Article by Beth Comstock, Senior Vice President & CMO, GE.

According to the United Nations, today we celebrate the birth of the world’s seven billionth person. This is both awe-inspiring and terrifying. Awe-inspiring when we consider the new ways that technology will connect those seven billion people and the tremendous opportunity it creates. Terrifying in that it raises some serious challenges for society. How do we feed, clothe, treat, educate, and supply power to seven billion persons, all while not destroying this beautiful planet?

There has never been a better platform upon which to showcase the power of design thinking than this moment. The complexities of our expanding world require innovations that go beyond simply adding more to meet the growing demand, but that identify the true roots of the demand, consider the context surrounding the need and apply creativity and empathy to defining the solution. In short, design thinking is the answer to managing the growing global community.

# Questions:
1. In the article on world population, why is the birth of the seven billionth person described as both awe-inspiring and terrifying?
2. Print the part of the article on world population that opens with the words containing "According to the" and closes with "this beautiful planet?".
3. Answer these questions on the article on world population:
(a) According to what organization is the birth of the world's seven billionth person being celebrated?
(b) What positions does Beth Comstock hold at GE?
(c) What does the article call the answer to managing the growing global community?

# Extracted entries:
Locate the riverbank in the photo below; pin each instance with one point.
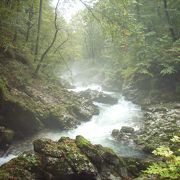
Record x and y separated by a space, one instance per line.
30 104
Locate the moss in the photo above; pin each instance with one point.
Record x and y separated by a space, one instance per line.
8 135
82 142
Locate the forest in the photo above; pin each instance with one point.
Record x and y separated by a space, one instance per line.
89 89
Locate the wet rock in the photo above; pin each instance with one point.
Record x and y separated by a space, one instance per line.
66 159
127 129
29 109
6 136
115 132
99 97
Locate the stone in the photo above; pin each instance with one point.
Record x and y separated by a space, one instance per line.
66 159
99 97
115 132
127 129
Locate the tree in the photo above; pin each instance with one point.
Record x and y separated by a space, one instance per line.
52 42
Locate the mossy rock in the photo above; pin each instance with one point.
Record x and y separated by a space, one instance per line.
66 159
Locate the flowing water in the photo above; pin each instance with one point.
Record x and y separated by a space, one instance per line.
97 130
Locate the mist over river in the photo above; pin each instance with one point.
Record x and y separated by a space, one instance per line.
98 130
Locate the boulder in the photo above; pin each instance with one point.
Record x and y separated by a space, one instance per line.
100 97
127 129
66 159
6 136
115 133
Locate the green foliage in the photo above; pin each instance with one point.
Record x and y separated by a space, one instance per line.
169 167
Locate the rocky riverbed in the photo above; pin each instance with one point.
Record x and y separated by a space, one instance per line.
161 123
66 159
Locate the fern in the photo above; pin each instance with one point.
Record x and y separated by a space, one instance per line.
170 166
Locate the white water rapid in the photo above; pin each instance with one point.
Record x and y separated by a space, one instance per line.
97 130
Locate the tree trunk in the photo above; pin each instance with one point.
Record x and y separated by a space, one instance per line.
38 32
171 30
29 23
52 43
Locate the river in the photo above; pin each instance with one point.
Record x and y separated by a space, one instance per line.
97 130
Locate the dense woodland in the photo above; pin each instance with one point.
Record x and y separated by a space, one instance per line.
127 46
135 41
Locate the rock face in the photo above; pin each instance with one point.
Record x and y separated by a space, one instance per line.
66 159
26 108
6 136
99 97
126 134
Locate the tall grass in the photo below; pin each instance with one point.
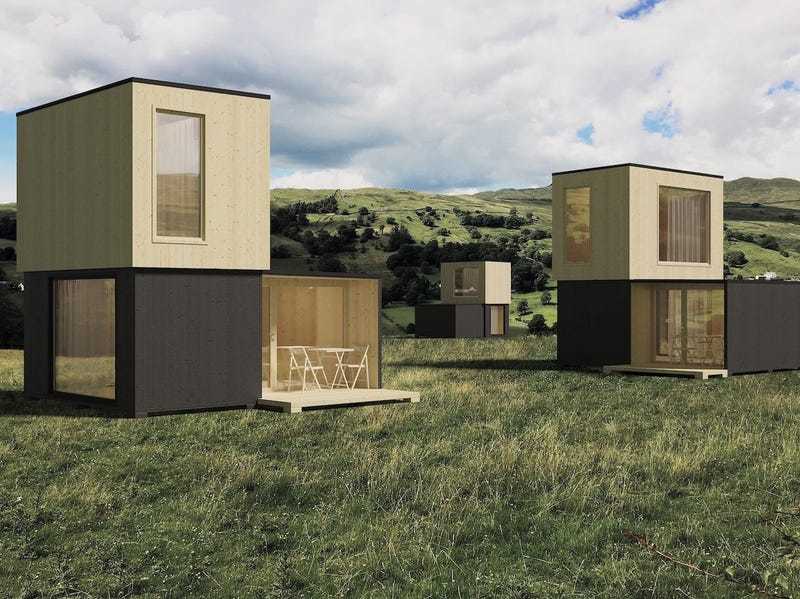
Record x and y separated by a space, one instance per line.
511 478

# Task-by-task solutions:
1. It is awe-inspiring because technology will connect those seven billion people in new ways and create tremendous opportunity. It is terrifying because it raises serious challenges for society: how to feed, clothe, treat, educate, and supply power to seven billion persons without destroying the planet.

2.
According to the United Nations, today we celebrate the birth of the world’s seven billionth person. This is both awe-inspiring and terrifying. Awe-inspiring when we consider the new ways that technology will connect those seven billion people and the tremendous opportunity it creates. Terrifying in that it raises some serious challenges for society. How do we feed, clothe, treat, educate, and supply power to seven billion persons, all while not destroying this beautiful planet?

3.
(a) The United Nations
(b) Senior Vice President & CMO
(c) Design thinking